### Texte de la page
━━━━━━━━━━━━━━━━
Les articles sont le plus souvent définis, c'est-à-dire qu'ils renvoient à une
réalité à la fois connue (celle que Daniel a sous les yeux) et imprécise surtout
lorsqu'ils sont au pluriel : " la mer ", " le soleil " ; mais surtout
" les vagues ", " les rochers "...
L'éternité
-
Une scène hors du temps : le personnage est en synchronie avec la
nature, il va " à la même vitesse que la mer " et, comme elle, va " sans
s'arrêter ". La marée est qualifiée de " danse " ; le mot est repris
trois fois, rythmant la phrase : " comme une danse qui ne pouvait pas finir [...] la
danse du sel [...] la danse des vagues ". La communion entre la course de Daniel et
la danse des vagues place la scène sous le signe de la représentation artistique, hors
du temps réel.
━━━━━━━━━━━━━━━━
### Données extraites

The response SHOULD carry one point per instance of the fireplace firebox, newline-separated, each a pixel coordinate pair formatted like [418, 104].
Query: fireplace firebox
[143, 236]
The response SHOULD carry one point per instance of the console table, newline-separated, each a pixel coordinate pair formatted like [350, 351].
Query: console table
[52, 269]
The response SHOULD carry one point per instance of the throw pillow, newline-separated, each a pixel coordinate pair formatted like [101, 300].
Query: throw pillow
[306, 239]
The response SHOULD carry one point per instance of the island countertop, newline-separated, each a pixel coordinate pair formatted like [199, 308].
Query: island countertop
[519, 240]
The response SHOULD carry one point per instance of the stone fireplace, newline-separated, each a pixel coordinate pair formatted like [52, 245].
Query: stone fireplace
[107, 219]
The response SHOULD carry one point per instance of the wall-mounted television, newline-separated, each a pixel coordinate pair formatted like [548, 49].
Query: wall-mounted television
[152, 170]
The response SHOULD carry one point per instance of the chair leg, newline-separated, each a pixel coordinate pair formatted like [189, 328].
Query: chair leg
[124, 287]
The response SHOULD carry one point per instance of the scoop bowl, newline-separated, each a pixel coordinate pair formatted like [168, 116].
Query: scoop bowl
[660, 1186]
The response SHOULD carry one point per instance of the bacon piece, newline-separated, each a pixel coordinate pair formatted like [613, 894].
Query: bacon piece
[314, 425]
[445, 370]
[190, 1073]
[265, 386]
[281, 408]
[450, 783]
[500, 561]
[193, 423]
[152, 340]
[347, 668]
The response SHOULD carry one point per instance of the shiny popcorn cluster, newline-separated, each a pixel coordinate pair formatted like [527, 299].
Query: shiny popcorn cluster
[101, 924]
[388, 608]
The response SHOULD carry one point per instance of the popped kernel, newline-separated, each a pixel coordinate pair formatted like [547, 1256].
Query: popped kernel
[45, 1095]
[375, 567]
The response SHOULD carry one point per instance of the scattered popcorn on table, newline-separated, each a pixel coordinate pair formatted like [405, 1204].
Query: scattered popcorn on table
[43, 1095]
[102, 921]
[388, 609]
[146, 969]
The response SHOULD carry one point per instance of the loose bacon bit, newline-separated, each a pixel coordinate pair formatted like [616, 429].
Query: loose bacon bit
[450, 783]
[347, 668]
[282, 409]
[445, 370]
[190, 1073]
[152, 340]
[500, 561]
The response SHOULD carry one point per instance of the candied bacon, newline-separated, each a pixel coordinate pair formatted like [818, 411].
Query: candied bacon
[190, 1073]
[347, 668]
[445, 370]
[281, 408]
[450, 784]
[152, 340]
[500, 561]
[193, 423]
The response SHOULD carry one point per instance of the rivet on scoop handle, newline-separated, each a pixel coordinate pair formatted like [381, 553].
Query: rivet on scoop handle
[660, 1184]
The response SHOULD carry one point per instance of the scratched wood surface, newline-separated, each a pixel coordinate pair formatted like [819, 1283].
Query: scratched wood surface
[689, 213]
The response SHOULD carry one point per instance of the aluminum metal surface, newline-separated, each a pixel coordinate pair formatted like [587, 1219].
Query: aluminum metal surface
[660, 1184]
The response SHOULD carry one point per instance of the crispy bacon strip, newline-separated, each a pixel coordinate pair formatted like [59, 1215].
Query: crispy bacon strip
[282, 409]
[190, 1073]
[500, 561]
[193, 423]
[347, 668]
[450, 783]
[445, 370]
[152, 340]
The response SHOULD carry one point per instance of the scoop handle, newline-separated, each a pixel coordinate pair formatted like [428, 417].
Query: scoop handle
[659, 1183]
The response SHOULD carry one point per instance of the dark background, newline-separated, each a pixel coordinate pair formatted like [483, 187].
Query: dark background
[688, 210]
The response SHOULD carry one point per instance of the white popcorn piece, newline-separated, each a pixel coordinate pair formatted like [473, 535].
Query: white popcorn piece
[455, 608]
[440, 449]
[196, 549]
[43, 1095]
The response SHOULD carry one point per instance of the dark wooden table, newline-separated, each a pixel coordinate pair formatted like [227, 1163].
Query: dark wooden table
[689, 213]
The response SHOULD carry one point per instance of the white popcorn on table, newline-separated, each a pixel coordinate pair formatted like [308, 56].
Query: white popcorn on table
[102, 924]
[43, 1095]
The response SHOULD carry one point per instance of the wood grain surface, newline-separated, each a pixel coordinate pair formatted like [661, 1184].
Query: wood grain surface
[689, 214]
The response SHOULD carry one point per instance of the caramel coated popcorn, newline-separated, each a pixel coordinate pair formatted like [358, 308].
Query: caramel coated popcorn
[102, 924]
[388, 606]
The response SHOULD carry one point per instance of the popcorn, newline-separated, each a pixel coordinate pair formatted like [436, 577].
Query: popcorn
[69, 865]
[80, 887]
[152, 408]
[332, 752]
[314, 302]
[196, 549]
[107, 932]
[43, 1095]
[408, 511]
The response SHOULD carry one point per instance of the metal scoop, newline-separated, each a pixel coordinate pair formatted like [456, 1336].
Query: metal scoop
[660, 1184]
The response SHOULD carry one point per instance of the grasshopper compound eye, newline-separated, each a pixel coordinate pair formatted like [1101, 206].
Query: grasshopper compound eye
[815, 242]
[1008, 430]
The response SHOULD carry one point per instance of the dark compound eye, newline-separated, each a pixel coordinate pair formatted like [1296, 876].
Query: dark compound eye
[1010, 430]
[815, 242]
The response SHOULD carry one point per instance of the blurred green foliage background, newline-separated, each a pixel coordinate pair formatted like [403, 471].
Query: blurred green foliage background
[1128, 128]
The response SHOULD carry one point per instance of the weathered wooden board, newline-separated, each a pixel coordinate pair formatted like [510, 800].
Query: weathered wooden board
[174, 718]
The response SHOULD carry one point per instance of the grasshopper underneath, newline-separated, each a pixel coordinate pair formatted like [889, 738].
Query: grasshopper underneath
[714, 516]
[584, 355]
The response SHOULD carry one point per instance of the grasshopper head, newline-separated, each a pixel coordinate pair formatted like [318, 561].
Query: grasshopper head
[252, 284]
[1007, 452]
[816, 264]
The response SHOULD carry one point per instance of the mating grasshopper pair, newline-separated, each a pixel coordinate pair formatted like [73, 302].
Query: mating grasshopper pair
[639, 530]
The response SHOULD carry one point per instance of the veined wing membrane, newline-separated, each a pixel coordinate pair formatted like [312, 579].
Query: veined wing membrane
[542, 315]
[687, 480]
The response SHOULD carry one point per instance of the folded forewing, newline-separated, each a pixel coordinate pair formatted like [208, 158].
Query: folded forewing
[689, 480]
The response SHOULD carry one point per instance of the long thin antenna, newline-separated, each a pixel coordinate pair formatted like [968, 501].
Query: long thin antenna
━━━━━━━━━━━━━━━━
### Travail à faire
a: D'après le texte de la page, répondez brièvement aux questions suivantes :
(i) Comment les articles sont-ils le plus souvent ?
(ii) À quelle vitesse va le personnage ?
(iii) Combien de fois le mot « danse » est-il repris ?
b: Recopiez sans rien changer le passage du texte de la page qui commence par « Les articles sont » et se poursuit jusqu'à « du temps réel. ».

### Réponses par tâche
a:
(i) Ils sont définis.
(ii) Il va « à la même vitesse que la mer ».
(iii) Il est repris trois fois.

b:
Les articles sont le plus souvent définis, c'est-à-dire qu'ils renvoient à une
réalité à la fois connue (celle que Daniel a sous les yeux) et imprécise surtout
lorsqu'ils sont au pluriel : " la mer ", " le soleil " ; mais surtout
" les vagues ", " les rochers "...
L'éternité
-
Une scène hors du temps : le personnage est en synchronie avec la
nature, il va " à la même vitesse que la mer " et, comme elle, va " sans
s'arrêter ". La marée est qualifiée de " danse " ; le mot est repris
trois fois, rythmant la phrase : " comme une danse qui ne pouvait pas finir [...] la
danse du sel [...] la danse des vagues ". La communion entre la course de Daniel et
la danse des vagues place la scène sous le signe de la représentation artistique, hors
du temps réel.